*Instructions for the task*. Put every line of the records below into a Markdown table with two columns, Row and Line. Number the rows in order and omit blank lines.

==== Exercise input ====

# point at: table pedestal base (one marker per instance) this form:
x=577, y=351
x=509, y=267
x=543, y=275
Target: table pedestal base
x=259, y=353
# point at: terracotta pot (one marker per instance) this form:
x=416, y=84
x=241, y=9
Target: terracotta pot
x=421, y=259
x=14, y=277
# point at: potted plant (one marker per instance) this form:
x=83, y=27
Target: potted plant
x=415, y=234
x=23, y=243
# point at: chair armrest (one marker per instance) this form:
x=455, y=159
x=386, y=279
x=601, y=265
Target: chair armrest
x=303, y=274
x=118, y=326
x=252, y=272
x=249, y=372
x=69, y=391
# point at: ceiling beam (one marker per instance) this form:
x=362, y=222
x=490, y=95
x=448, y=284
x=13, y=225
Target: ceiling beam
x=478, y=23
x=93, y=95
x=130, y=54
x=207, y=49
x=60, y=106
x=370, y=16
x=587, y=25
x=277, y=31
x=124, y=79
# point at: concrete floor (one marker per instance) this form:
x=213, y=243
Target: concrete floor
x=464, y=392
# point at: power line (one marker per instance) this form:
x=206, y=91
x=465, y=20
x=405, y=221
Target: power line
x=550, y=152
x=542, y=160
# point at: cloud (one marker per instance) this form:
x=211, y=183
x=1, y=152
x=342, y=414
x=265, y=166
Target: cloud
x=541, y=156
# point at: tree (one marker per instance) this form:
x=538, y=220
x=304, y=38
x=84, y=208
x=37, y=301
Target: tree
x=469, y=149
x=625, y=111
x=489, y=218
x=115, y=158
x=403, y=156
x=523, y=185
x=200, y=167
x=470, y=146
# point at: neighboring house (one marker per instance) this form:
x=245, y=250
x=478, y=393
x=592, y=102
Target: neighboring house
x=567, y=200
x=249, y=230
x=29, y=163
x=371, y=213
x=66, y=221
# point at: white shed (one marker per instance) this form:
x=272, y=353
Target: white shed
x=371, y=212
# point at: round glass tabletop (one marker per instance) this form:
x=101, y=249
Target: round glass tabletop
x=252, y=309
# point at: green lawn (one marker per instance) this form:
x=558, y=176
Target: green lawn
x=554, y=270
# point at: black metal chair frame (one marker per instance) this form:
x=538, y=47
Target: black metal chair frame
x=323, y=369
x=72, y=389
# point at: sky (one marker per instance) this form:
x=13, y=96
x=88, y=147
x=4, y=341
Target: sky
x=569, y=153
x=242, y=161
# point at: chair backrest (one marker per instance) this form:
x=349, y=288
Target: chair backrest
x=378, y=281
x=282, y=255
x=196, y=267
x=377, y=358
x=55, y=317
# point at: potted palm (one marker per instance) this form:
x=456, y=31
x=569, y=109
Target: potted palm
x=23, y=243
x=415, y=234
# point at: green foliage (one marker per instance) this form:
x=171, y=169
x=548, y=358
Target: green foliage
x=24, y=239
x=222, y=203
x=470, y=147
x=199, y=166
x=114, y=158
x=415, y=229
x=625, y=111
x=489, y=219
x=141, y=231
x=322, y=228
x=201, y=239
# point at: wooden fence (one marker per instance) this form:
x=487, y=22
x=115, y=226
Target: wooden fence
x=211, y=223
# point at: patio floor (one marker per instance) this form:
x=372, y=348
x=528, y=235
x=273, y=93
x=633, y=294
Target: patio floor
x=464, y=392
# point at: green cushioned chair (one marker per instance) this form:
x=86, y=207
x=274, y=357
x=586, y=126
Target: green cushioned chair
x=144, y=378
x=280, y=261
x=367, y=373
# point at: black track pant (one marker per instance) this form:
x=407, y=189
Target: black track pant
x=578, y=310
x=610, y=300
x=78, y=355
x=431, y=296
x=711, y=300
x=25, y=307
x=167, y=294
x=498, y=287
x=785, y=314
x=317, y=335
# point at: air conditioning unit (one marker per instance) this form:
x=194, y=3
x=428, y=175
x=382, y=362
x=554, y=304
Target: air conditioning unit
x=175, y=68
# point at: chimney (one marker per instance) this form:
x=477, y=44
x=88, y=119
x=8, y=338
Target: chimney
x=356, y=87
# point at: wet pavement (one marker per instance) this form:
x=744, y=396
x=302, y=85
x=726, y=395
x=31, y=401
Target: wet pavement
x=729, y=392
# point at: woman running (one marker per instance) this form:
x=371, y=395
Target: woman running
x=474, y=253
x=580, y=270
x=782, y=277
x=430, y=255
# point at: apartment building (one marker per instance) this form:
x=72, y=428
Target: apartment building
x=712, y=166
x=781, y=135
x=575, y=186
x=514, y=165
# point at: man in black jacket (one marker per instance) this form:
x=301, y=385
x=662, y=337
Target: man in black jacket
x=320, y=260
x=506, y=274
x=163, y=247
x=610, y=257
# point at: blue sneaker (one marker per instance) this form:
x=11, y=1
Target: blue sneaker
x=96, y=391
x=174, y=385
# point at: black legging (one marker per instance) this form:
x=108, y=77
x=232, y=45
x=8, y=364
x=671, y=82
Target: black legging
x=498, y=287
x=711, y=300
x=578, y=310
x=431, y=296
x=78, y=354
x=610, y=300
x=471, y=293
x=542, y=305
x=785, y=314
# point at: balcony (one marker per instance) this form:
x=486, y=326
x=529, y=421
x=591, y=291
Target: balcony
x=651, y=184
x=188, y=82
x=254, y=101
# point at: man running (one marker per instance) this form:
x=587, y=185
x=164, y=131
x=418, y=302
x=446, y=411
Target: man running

====

*Exercise response*.
| Row | Line |
|---|---|
| 1 | # point at: table pedestal base (one marker per instance) this form: |
| 2 | x=577, y=351 |
| 3 | x=509, y=267 |
| 4 | x=543, y=275 |
| 5 | Target: table pedestal base |
| 6 | x=259, y=353 |
| 7 | # point at: terracotta pot (one marker per instance) this form: |
| 8 | x=416, y=84 |
| 9 | x=241, y=9 |
| 10 | Target: terracotta pot |
| 11 | x=421, y=259 |
| 12 | x=14, y=277 |
| 13 | # point at: potted plant (one marker per instance) this form: |
| 14 | x=83, y=27 |
| 15 | Target: potted plant |
| 16 | x=415, y=234 |
| 17 | x=23, y=243 |
| 18 | # point at: chair armrest (one marker per instance) this form: |
| 19 | x=455, y=159 |
| 20 | x=386, y=279 |
| 21 | x=601, y=265 |
| 22 | Target: chair armrest |
| 23 | x=303, y=274 |
| 24 | x=118, y=326 |
| 25 | x=252, y=272 |
| 26 | x=249, y=372 |
| 27 | x=69, y=391 |
| 28 | # point at: ceiling beam (one marker per instance) this form: |
| 29 | x=362, y=222 |
| 30 | x=490, y=95 |
| 31 | x=448, y=284 |
| 32 | x=13, y=225 |
| 33 | Target: ceiling beam |
| 34 | x=478, y=23 |
| 35 | x=93, y=95 |
| 36 | x=130, y=54 |
| 37 | x=207, y=49 |
| 38 | x=60, y=106 |
| 39 | x=370, y=16 |
| 40 | x=587, y=25 |
| 41 | x=277, y=31 |
| 42 | x=124, y=79 |
| 43 | # point at: concrete floor (one marker per instance) this form: |
| 44 | x=213, y=243 |
| 45 | Target: concrete floor |
| 46 | x=464, y=392 |
| 47 | # point at: power line (one marker per instance) this form: |
| 48 | x=206, y=91 |
| 49 | x=465, y=20 |
| 50 | x=405, y=221 |
| 51 | Target: power line |
| 52 | x=550, y=152 |
| 53 | x=542, y=160 |
| 54 | # point at: cloud (one marker per instance) this form: |
| 55 | x=211, y=183 |
| 56 | x=1, y=152 |
| 57 | x=342, y=414 |
| 58 | x=265, y=166 |
| 59 | Target: cloud |
| 60 | x=541, y=156 |
| 61 | # point at: tree (one marker per instance) this form: |
| 62 | x=538, y=220 |
| 63 | x=304, y=38 |
| 64 | x=84, y=208 |
| 65 | x=37, y=301 |
| 66 | Target: tree |
| 67 | x=469, y=149 |
| 68 | x=625, y=111 |
| 69 | x=489, y=218 |
| 70 | x=115, y=158 |
| 71 | x=403, y=156 |
| 72 | x=523, y=185 |
| 73 | x=200, y=167 |
| 74 | x=470, y=146 |
| 75 | # point at: neighboring house (one marker per instance) this form: |
| 76 | x=245, y=250 |
| 77 | x=478, y=393 |
| 78 | x=592, y=102 |
| 79 | Target: neighboring house |
| 80 | x=567, y=200 |
| 81 | x=249, y=230 |
| 82 | x=29, y=163 |
| 83 | x=371, y=213 |
| 84 | x=66, y=221 |
| 85 | # point at: white shed (one marker per instance) this form: |
| 86 | x=272, y=353 |
| 87 | Target: white shed |
| 88 | x=371, y=212 |
| 89 | # point at: round glass tabletop (one marker per instance) this form: |
| 90 | x=101, y=249 |
| 91 | Target: round glass tabletop |
| 92 | x=252, y=309 |
| 93 | # point at: green lawn (one marker per instance) this form: |
| 94 | x=558, y=176 |
| 95 | Target: green lawn |
| 96 | x=554, y=270 |
| 97 | # point at: black metal chair frame (one marker per instance) this form: |
| 98 | x=538, y=47 |
| 99 | Target: black metal chair frame |
| 100 | x=323, y=369 |
| 101 | x=72, y=389 |
| 102 | # point at: sky (one marker per instance) this form: |
| 103 | x=13, y=96 |
| 104 | x=88, y=147 |
| 105 | x=4, y=341 |
| 106 | Target: sky |
| 107 | x=569, y=153 |
| 108 | x=242, y=161 |
| 109 | # point at: chair backrest (one marker per instance) this form: |
| 110 | x=349, y=288 |
| 111 | Target: chair backrest |
| 112 | x=378, y=281 |
| 113 | x=282, y=255 |
| 114 | x=196, y=267 |
| 115 | x=377, y=358 |
| 116 | x=55, y=317 |
| 117 | # point at: potted palm (one marker per instance) this form: |
| 118 | x=456, y=31 |
| 119 | x=569, y=109 |
| 120 | Target: potted palm |
| 121 | x=23, y=243 |
| 122 | x=415, y=234 |
| 123 | # point at: green foliage (one marker per instance) this form: |
| 124 | x=171, y=169 |
| 125 | x=548, y=358 |
| 126 | Target: green foliage |
| 127 | x=24, y=239 |
| 128 | x=222, y=203 |
| 129 | x=470, y=147 |
| 130 | x=199, y=166 |
| 131 | x=114, y=158 |
| 132 | x=415, y=229 |
| 133 | x=625, y=111 |
| 134 | x=489, y=219 |
| 135 | x=141, y=231 |
| 136 | x=322, y=228 |
| 137 | x=201, y=239 |
| 138 | # point at: wooden fence (one marker per instance) this form: |
| 139 | x=487, y=22 |
| 140 | x=115, y=226 |
| 141 | Target: wooden fence |
| 142 | x=211, y=223 |
| 143 | # point at: patio floor (one marker per instance) this form: |
| 144 | x=372, y=348 |
| 145 | x=528, y=235 |
| 146 | x=273, y=93 |
| 147 | x=633, y=294 |
| 148 | Target: patio floor |
| 149 | x=464, y=392 |
| 150 | # point at: green cushioned chair (one marker per instance) this form: |
| 151 | x=86, y=207 |
| 152 | x=274, y=357 |
| 153 | x=586, y=126 |
| 154 | Target: green cushioned chair |
| 155 | x=144, y=378 |
| 156 | x=280, y=261 |
| 157 | x=367, y=373 |
| 158 | # point at: black track pant (one marker per instance) this form: |
| 159 | x=407, y=189 |
| 160 | Target: black track pant |
| 161 | x=578, y=310 |
| 162 | x=610, y=300 |
| 163 | x=78, y=355 |
| 164 | x=431, y=296 |
| 165 | x=711, y=300 |
| 166 | x=25, y=307 |
| 167 | x=167, y=294 |
| 168 | x=498, y=287 |
| 169 | x=785, y=314 |
| 170 | x=317, y=335 |
| 171 | # point at: air conditioning unit (one marker per instance) this form: |
| 172 | x=194, y=3 |
| 173 | x=428, y=175 |
| 174 | x=382, y=362 |
| 175 | x=554, y=304 |
| 176 | Target: air conditioning unit |
| 177 | x=175, y=68 |
| 178 | # point at: chimney (one marker per instance) this form: |
| 179 | x=477, y=44 |
| 180 | x=88, y=119 |
| 181 | x=8, y=338 |
| 182 | Target: chimney |
| 183 | x=356, y=87 |
| 184 | # point at: wet pavement (one marker per instance) this form: |
| 185 | x=744, y=396 |
| 186 | x=302, y=85 |
| 187 | x=726, y=395 |
| 188 | x=31, y=401 |
| 189 | Target: wet pavement |
| 190 | x=729, y=392 |
| 191 | # point at: woman running (one marker per instance) this form: |
| 192 | x=371, y=395 |
| 193 | Target: woman running |
| 194 | x=474, y=253 |
| 195 | x=580, y=270 |
| 196 | x=782, y=277 |
| 197 | x=430, y=255 |
| 198 | # point at: apartment building (one marker per instance) this form: |
| 199 | x=72, y=428 |
| 200 | Target: apartment building |
| 201 | x=712, y=166 |
| 202 | x=781, y=135 |
| 203 | x=575, y=186 |
| 204 | x=514, y=165 |
| 205 | # point at: man in black jacket (one marker per instance) this form: |
| 206 | x=301, y=385 |
| 207 | x=662, y=337 |
| 208 | Target: man in black jacket |
| 209 | x=320, y=260 |
| 210 | x=506, y=274 |
| 211 | x=163, y=247 |
| 212 | x=610, y=257 |
| 213 | # point at: blue sneaker (one marker per instance) this form: |
| 214 | x=11, y=1 |
| 215 | Target: blue sneaker |
| 216 | x=96, y=391 |
| 217 | x=174, y=385 |
| 218 | # point at: black legging (one marker per instance) this form: |
| 219 | x=108, y=77 |
| 220 | x=232, y=45 |
| 221 | x=8, y=364 |
| 222 | x=671, y=82 |
| 223 | Target: black legging |
| 224 | x=498, y=287 |
| 225 | x=711, y=300 |
| 226 | x=578, y=310 |
| 227 | x=431, y=296 |
| 228 | x=78, y=354 |
| 229 | x=610, y=300 |
| 230 | x=471, y=293 |
| 231 | x=542, y=305 |
| 232 | x=785, y=314 |
| 233 | # point at: balcony (one marker per instance) this form: |
| 234 | x=486, y=326 |
| 235 | x=529, y=421 |
| 236 | x=591, y=291 |
| 237 | Target: balcony |
| 238 | x=651, y=184 |
| 239 | x=188, y=82 |
| 240 | x=254, y=101 |
| 241 | # point at: man running (one marker per instance) this form: |
| 242 | x=587, y=185 |
| 243 | x=164, y=131 |
| 244 | x=418, y=302 |
| 245 | x=446, y=411 |
| 246 | Target: man running |